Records

····················

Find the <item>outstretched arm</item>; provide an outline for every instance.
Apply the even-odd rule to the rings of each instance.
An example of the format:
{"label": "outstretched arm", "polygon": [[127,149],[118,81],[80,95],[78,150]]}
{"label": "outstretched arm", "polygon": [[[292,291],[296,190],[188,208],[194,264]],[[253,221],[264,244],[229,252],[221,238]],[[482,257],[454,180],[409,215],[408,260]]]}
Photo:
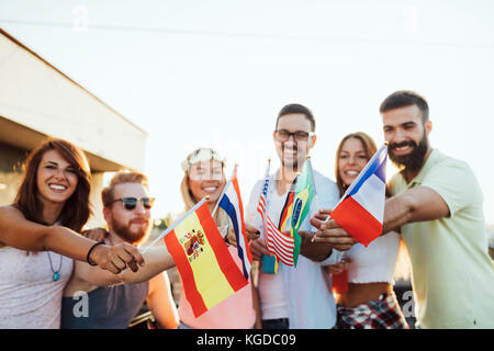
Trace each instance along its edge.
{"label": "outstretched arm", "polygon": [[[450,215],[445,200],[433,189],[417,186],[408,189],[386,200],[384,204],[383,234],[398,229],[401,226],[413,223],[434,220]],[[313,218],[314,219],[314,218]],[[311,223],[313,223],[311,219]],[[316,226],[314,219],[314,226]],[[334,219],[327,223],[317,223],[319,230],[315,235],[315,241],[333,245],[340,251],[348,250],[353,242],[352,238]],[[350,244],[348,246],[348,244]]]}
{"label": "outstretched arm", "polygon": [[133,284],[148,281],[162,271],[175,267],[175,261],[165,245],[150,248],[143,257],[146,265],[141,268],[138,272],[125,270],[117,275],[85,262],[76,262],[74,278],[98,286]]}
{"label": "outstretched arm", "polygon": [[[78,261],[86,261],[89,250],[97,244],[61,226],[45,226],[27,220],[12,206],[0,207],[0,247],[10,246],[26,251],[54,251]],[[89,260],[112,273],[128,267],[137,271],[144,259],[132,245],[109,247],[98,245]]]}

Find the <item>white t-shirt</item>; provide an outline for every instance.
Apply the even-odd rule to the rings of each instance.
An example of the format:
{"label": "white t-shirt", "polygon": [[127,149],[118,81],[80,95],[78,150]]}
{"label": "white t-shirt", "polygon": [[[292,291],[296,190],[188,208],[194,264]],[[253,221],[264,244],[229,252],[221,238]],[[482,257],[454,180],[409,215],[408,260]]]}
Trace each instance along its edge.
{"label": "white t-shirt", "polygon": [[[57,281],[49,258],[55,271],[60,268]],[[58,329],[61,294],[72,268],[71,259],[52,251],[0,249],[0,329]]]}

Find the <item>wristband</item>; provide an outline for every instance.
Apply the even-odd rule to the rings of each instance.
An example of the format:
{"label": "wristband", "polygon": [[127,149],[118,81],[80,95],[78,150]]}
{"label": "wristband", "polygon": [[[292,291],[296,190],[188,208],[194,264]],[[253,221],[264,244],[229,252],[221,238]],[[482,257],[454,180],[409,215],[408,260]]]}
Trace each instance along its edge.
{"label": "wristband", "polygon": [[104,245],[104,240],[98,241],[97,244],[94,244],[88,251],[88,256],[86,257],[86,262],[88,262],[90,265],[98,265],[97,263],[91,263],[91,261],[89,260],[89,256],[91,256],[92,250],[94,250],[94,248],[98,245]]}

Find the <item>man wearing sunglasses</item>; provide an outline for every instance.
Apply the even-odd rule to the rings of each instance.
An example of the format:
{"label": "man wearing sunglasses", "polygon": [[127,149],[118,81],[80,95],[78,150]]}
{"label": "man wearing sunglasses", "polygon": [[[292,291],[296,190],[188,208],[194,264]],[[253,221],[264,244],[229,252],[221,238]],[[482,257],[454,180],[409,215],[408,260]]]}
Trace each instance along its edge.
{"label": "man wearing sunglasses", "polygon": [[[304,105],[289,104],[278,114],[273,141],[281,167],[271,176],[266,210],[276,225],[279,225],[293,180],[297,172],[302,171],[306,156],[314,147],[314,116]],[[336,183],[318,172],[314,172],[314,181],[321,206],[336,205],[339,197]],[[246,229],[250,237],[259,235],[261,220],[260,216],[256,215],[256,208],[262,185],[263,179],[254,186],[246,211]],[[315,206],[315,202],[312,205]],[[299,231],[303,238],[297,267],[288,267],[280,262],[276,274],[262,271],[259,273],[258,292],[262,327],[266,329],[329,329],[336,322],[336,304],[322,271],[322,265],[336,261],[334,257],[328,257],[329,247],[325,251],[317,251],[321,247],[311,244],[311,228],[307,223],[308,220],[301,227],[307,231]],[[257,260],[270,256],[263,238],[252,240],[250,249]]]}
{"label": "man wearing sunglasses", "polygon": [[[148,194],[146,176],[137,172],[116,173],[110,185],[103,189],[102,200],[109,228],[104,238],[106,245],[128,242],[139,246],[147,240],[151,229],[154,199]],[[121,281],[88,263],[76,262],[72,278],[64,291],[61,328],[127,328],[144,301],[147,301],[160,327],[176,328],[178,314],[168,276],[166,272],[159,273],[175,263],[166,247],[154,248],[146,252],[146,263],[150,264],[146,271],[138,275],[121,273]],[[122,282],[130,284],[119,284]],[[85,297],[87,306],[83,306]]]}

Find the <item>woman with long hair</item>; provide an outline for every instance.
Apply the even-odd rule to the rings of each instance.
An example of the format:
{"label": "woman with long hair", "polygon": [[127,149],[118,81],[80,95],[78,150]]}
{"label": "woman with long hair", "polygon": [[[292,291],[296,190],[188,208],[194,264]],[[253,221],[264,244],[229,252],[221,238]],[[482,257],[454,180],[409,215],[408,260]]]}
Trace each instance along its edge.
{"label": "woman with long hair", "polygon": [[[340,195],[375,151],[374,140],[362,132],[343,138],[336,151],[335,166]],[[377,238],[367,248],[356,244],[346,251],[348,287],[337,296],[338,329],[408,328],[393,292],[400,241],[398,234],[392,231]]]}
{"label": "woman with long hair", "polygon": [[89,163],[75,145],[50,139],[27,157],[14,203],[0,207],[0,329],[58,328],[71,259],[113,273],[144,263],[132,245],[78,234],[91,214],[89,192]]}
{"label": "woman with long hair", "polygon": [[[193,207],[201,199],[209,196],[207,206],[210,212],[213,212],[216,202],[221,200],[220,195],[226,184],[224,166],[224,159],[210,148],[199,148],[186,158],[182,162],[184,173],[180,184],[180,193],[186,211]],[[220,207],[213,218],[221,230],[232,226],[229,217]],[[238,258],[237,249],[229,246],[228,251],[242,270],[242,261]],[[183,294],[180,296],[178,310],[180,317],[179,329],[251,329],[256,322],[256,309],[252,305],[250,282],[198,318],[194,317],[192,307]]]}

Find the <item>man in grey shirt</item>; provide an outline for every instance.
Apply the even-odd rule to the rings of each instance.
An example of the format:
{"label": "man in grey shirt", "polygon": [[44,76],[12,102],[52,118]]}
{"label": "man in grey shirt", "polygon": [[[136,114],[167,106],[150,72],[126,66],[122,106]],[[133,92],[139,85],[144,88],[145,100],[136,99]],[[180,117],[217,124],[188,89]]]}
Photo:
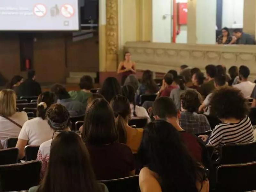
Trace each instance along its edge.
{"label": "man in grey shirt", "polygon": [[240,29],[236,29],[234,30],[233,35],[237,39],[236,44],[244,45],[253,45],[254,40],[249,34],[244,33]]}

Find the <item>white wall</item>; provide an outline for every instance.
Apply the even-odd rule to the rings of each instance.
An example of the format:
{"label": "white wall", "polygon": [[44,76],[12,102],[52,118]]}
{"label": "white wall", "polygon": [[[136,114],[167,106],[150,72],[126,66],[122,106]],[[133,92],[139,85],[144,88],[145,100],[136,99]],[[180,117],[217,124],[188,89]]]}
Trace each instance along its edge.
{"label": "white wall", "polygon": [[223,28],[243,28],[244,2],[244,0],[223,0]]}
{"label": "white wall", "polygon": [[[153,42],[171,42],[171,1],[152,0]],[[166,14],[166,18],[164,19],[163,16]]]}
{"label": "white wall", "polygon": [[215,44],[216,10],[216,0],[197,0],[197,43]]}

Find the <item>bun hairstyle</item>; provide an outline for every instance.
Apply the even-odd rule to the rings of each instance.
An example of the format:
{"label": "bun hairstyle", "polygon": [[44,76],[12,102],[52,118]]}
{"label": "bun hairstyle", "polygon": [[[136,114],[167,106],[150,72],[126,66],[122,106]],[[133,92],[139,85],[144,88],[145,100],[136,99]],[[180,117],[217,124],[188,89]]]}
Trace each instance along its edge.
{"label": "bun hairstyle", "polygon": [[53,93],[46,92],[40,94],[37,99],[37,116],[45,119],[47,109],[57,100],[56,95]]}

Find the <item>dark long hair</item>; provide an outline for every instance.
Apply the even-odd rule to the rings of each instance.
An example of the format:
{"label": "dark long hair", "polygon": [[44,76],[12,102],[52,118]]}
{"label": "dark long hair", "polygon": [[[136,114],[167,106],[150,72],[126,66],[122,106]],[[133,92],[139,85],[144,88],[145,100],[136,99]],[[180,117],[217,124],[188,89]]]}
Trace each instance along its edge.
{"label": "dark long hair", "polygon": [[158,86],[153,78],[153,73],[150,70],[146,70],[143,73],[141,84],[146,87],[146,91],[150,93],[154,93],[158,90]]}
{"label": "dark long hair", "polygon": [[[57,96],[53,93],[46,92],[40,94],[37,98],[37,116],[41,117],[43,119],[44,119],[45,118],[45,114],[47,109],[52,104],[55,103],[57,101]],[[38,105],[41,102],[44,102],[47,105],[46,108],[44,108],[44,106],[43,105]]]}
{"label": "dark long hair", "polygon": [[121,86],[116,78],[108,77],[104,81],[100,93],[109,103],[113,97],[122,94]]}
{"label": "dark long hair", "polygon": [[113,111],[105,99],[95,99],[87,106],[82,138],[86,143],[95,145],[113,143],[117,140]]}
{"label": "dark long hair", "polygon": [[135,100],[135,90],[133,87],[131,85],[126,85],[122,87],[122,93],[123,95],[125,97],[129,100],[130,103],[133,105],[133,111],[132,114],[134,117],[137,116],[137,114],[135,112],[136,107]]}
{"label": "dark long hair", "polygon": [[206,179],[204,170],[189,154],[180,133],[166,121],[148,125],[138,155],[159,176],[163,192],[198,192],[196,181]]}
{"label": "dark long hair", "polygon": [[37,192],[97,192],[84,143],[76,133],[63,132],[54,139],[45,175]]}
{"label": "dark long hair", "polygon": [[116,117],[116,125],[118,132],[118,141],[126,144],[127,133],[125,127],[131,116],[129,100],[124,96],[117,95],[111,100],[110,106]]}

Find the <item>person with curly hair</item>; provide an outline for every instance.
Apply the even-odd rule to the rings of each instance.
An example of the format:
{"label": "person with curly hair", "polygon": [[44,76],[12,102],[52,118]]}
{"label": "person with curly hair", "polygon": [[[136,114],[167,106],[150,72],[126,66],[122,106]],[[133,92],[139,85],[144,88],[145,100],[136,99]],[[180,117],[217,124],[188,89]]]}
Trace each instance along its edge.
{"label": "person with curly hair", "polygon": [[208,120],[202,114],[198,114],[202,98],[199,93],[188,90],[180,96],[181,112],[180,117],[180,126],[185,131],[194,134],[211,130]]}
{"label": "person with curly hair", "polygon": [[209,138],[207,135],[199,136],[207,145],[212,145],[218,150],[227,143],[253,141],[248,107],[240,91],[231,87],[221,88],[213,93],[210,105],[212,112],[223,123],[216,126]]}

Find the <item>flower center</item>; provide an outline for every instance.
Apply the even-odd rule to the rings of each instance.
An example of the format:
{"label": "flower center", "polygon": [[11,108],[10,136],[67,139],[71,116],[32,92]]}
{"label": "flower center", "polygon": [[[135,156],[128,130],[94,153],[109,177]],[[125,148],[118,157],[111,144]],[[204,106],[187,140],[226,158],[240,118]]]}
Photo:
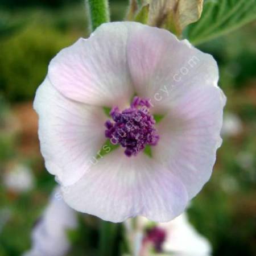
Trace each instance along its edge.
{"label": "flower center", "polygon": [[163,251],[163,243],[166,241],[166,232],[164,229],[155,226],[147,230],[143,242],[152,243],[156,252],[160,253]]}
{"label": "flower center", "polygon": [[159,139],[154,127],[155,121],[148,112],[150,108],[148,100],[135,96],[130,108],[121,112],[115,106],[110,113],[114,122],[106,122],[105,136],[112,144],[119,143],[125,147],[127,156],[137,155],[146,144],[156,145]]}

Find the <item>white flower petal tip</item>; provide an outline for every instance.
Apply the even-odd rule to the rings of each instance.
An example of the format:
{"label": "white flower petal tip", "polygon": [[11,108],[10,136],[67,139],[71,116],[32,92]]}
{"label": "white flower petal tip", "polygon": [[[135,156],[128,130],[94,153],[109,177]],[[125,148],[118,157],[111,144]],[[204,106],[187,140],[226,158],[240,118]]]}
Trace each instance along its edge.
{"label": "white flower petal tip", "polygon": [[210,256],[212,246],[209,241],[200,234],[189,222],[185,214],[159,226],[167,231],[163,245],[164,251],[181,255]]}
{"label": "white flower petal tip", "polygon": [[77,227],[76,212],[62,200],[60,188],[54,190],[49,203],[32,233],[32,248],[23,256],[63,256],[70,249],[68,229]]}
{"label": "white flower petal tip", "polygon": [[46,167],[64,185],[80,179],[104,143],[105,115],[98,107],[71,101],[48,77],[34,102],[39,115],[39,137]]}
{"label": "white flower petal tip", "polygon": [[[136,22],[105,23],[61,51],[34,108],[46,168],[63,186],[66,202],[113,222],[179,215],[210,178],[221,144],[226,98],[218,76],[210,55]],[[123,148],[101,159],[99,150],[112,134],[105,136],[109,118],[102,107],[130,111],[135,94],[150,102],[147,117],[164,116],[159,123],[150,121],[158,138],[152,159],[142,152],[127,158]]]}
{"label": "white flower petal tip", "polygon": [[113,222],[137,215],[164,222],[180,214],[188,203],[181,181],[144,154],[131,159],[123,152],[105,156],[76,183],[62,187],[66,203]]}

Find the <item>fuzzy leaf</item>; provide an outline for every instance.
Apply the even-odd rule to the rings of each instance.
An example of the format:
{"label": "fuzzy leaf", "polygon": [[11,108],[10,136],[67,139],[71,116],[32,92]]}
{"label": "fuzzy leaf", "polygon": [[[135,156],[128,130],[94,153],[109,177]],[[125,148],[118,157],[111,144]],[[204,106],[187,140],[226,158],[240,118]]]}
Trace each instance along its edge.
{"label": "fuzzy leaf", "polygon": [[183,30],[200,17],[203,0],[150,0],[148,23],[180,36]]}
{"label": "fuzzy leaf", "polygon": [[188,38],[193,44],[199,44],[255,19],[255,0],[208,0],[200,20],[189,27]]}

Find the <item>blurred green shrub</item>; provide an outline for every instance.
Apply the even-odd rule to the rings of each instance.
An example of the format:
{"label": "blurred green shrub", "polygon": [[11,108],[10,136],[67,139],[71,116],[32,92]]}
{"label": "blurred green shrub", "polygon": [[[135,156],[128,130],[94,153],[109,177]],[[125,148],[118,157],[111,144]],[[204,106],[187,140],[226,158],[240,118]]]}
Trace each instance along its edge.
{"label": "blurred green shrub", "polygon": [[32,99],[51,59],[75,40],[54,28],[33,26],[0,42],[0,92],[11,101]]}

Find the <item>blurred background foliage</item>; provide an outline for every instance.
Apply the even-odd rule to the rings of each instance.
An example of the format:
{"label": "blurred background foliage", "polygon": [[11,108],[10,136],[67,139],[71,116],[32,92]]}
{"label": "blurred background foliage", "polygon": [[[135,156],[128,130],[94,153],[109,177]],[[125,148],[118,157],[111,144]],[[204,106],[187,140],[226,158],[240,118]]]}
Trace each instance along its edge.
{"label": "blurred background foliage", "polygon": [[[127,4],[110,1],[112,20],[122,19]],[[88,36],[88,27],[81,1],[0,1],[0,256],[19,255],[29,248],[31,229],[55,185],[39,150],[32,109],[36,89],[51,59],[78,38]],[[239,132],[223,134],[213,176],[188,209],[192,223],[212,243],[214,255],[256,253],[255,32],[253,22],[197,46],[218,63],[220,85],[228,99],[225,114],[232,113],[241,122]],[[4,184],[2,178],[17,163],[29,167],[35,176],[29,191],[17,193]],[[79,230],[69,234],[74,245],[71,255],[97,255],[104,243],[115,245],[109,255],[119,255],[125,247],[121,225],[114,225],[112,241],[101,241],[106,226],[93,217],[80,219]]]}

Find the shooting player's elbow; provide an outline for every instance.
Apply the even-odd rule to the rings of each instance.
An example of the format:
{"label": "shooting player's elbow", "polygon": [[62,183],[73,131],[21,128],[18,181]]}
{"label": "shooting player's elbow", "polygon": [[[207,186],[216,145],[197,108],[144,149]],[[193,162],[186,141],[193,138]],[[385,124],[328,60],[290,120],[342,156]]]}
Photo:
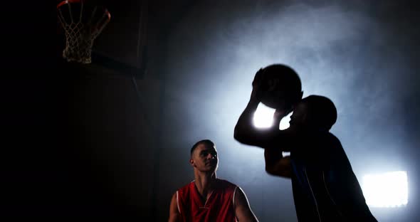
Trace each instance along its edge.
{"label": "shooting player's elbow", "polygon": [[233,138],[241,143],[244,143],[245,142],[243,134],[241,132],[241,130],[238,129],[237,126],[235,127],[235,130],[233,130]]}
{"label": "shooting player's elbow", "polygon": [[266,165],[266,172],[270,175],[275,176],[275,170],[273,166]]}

····················

[DO THIS]: Only the lines from the one that holds "Find the shooting" through the end of the records above should be printed again, exactly as they are. Leave out the pictures.

[WRITTEN RESPONSE]:
Find the shooting player's elbow; provide an outline for every instance.
Apply the even-odd rule to the rings of each instance.
An example of the format:
{"label": "shooting player's elbow", "polygon": [[62,183],[73,131],[21,128],[18,181]]}
{"label": "shooting player's elbow", "polygon": [[[207,186],[216,145],[197,108],[144,149]],[[193,162],[186,141],[193,138]],[[385,124],[328,60],[290,120],[342,156]]]}
Photo:
Trace each instance along its edge.
{"label": "shooting player's elbow", "polygon": [[233,138],[241,143],[244,143],[245,142],[243,134],[241,132],[241,130],[238,129],[237,126],[235,127],[235,130],[233,130]]}
{"label": "shooting player's elbow", "polygon": [[266,165],[266,172],[270,175],[275,176],[275,170],[273,166]]}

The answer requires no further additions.